-- Document section --
# Looking for most washable flat



## technnique (Apr 5, 2012)

In terms of testing washabilaty of a flat after an appropriate curing period (a month or so) I have been unable to find a brand which i have personally been happy with.

I have got a very well to do customer with children and she wants the best washable yet flat paint available in the UK.

My experience is limited to the "Endurance" range from dulux as the best i have seen as I am only recently out of college (I have just under 2 years experience) and was hoping some of you more knowledgeable then me may be able to help.


Thank you all for the consideration.


----------



## Brian C (Oct 8, 2011)

I use Dulux washable flat all the time. The only problem is its not really washable and leaves tell tale shiny marks on the wall after you wash it. It also doesn't look like a premium paint finish.


----------



## NACE (May 16, 2008)

Scrub Master. Two component latex. Expensive.


----------



## BrushJockey (Mar 15, 2009)

If you have Ben Moore over there- Aura Matte. A truly scrubble flat will not be really flat, it will have a tiny bit of sheen. That is the case with this paint, but it is the best for wash that I know of.


----------



## ewingpainting.net (Jun 2, 2008)

-- Extracted material --
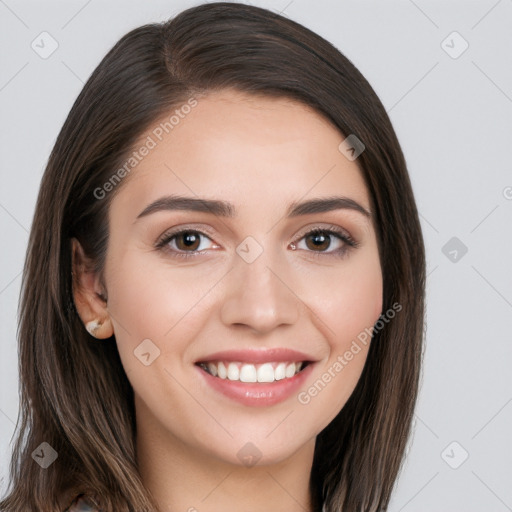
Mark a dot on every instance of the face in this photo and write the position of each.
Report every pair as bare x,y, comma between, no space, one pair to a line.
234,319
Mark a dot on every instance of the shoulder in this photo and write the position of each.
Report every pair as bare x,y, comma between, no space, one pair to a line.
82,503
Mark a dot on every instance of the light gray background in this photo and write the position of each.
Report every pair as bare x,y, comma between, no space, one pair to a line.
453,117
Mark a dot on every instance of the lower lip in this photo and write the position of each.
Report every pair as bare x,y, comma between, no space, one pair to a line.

* * *

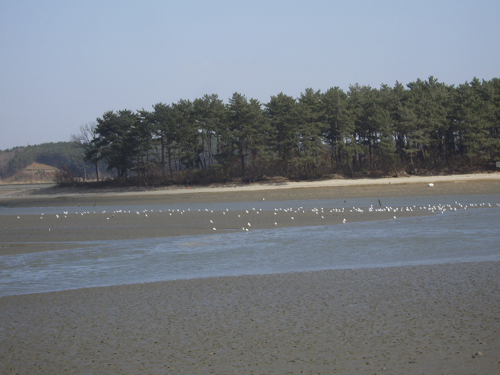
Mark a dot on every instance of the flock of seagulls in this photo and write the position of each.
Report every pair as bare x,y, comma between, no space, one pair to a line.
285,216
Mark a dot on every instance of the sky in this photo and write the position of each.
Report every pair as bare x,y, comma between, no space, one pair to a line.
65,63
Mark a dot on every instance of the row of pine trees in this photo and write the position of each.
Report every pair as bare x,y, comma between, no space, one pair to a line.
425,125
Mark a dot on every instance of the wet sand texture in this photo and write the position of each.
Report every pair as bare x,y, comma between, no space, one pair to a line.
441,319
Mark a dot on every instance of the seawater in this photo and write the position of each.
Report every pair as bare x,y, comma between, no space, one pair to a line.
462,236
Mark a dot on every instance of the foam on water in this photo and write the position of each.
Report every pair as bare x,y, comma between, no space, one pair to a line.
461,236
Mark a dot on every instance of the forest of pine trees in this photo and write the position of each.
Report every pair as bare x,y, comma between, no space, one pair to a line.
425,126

==

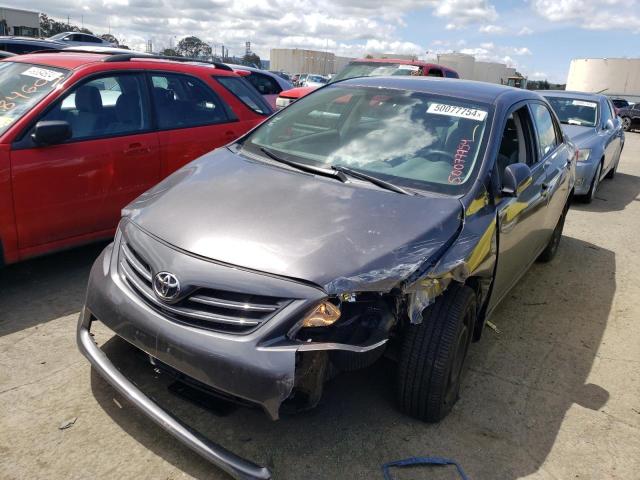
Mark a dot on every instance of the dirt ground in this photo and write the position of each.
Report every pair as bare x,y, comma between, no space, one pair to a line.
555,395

-- Exercise objective --
Reproduce the part of the washable flat paint thread above that runs from "In terms of" up to and including "available in the UK.".

-- Result for this task --
In terms of testing washabilaty of a flat after an appropriate curing period (a month or so) I have been unable to find a brand which i have personally been happy with.

I have got a very well to do customer with children and she wants the best washable yet flat paint available in the UK.